Given instruction >> In the records below, switch every "Output each box as" to "Write each box as" and give back all the lines with nothing else changed.

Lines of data
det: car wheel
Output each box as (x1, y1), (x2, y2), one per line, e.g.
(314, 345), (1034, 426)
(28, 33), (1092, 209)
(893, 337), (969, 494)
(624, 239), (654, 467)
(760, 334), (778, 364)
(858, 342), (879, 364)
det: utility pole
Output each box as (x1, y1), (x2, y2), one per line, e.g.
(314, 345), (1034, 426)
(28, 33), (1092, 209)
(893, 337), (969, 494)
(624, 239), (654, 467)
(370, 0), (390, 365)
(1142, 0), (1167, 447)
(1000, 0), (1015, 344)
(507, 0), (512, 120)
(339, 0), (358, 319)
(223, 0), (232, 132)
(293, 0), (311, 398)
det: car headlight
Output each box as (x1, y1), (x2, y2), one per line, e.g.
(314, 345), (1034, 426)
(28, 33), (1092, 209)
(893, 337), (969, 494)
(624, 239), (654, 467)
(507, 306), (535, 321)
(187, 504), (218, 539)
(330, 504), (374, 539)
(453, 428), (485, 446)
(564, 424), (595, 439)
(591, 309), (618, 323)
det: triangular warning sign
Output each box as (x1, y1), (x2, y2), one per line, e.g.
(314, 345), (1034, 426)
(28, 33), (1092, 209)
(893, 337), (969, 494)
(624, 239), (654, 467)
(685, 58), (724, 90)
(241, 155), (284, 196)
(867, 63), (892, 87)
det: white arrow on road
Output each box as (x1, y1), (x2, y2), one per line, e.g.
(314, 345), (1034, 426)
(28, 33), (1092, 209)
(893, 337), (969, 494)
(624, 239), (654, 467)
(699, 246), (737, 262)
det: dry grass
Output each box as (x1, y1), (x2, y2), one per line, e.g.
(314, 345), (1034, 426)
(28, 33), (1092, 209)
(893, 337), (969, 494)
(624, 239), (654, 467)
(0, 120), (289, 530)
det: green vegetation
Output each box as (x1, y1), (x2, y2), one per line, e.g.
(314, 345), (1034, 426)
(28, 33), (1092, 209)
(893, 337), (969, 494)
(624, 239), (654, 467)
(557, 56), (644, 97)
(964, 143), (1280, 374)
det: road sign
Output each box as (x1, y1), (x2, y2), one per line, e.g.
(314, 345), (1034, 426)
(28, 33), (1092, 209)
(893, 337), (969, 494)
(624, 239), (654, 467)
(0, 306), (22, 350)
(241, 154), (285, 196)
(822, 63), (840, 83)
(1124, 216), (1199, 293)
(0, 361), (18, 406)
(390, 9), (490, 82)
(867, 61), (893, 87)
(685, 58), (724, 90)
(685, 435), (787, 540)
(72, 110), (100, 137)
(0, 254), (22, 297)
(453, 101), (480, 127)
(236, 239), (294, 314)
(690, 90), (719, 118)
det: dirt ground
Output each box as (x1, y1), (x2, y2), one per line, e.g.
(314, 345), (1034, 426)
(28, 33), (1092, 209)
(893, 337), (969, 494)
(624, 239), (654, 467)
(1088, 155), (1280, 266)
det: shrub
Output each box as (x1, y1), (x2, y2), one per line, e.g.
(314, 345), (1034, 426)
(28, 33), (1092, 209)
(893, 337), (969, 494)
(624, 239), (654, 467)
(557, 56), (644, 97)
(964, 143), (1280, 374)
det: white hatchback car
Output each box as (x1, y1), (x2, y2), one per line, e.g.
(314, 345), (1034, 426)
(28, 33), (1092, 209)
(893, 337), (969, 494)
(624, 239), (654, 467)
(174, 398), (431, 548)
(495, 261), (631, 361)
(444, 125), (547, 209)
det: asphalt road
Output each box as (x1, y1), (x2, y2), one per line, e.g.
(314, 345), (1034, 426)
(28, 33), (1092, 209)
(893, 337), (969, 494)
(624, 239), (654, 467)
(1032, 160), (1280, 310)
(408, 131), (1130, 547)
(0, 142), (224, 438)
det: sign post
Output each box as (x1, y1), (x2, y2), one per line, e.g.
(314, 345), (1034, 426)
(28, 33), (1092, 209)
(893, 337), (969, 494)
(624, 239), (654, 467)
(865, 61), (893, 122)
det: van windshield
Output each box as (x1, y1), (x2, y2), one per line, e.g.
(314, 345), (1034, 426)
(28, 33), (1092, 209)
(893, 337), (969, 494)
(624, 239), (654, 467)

Exercise result >>
det: car wheel
Write each box as (x1, y1), (x2, y2), one per line, e.g.
(314, 345), (1034, 426)
(28, 33), (1092, 209)
(893, 337), (969, 494)
(624, 239), (654, 467)
(760, 334), (778, 364)
(858, 342), (879, 364)
det: utility pole
Write each box as (x1, y1), (x2, y2), one per line, e.g.
(314, 345), (1034, 426)
(28, 33), (1092, 209)
(893, 337), (969, 494)
(624, 239), (654, 467)
(370, 0), (390, 365)
(1142, 0), (1167, 447)
(1000, 0), (1015, 344)
(507, 0), (512, 120)
(339, 0), (358, 319)
(223, 0), (232, 132)
(293, 0), (311, 398)
det: car headlight
Write each box as (x1, y1), (x2, y2), one per line, e.g.
(314, 345), (1034, 426)
(28, 33), (1092, 209)
(893, 337), (969, 494)
(624, 239), (654, 467)
(507, 306), (535, 321)
(187, 504), (218, 539)
(330, 504), (374, 539)
(453, 428), (485, 446)
(564, 424), (595, 439)
(591, 309), (618, 323)
det: triangular warning sign
Write each box as (x1, y1), (x2, y2), one per line, e.g.
(314, 345), (1034, 426)
(28, 33), (1092, 209)
(893, 337), (969, 494)
(624, 239), (654, 467)
(685, 58), (724, 90)
(241, 155), (284, 196)
(867, 63), (892, 87)
det: white arrow on road
Write each box as (x1, y1), (x2, y2), one per line, e.g.
(314, 345), (1034, 426)
(28, 33), (1092, 209)
(893, 337), (969, 494)
(624, 239), (654, 467)
(699, 246), (737, 262)
det: dry grass
Write each box as (x1, y1), (x2, y2), one per line, e.g.
(314, 345), (1034, 426)
(28, 33), (1092, 209)
(893, 337), (969, 494)
(624, 239), (654, 467)
(0, 120), (289, 530)
det: green vegetation
Write each box as (x1, y1), (x2, y2), one per line, e.g.
(314, 345), (1034, 426)
(28, 33), (1092, 209)
(893, 337), (969, 494)
(624, 239), (654, 467)
(557, 56), (644, 97)
(964, 143), (1280, 374)
det: road sign
Write each box as (x1, y1), (x2, y2), one per line, e.g.
(314, 345), (1034, 426)
(28, 33), (1092, 209)
(893, 337), (969, 494)
(624, 239), (654, 467)
(0, 306), (22, 350)
(241, 154), (285, 196)
(822, 63), (840, 83)
(1124, 216), (1199, 293)
(0, 361), (18, 406)
(390, 9), (490, 82)
(867, 61), (893, 87)
(685, 58), (724, 90)
(685, 435), (787, 540)
(72, 110), (100, 137)
(0, 254), (22, 297)
(453, 101), (480, 127)
(236, 239), (294, 314)
(690, 90), (719, 118)
det: dirt ground
Write each box as (x1, y1), (x2, y2), one per line, e.g.
(314, 345), (1034, 426)
(28, 33), (1092, 209)
(893, 337), (969, 494)
(624, 239), (654, 467)
(1088, 155), (1280, 266)
det: shrub
Write each box as (x1, y1), (x2, y2), one per line, e.g.
(314, 345), (1034, 426)
(28, 33), (1092, 209)
(893, 337), (969, 494)
(624, 239), (654, 467)
(557, 56), (644, 97)
(964, 143), (1280, 374)
det: white hatchback car
Write each box as (x1, y1), (x2, y2), one per line, e.g.
(314, 345), (1034, 426)
(28, 33), (1092, 209)
(893, 337), (969, 494)
(624, 239), (654, 467)
(174, 398), (431, 548)
(495, 261), (631, 361)
(444, 125), (547, 209)
det: asphalt road
Write each box as (x1, y1), (x2, y2), one per line, e.g.
(314, 345), (1034, 426)
(28, 33), (1092, 209)
(893, 337), (969, 494)
(624, 239), (654, 467)
(1032, 160), (1280, 310)
(408, 131), (1130, 547)
(0, 142), (224, 438)
det: sign post
Write each box as (x1, y1), (x2, y2), one per line, e.g.
(314, 345), (1034, 426)
(28, 33), (1092, 209)
(893, 337), (969, 494)
(624, 239), (654, 467)
(865, 61), (893, 122)
det: van windshield
Write each box as (x1, y1), (x2, y2), one per line, e.g.
(314, 345), (1034, 426)
(28, 33), (1092, 209)
(893, 337), (969, 494)
(624, 239), (654, 467)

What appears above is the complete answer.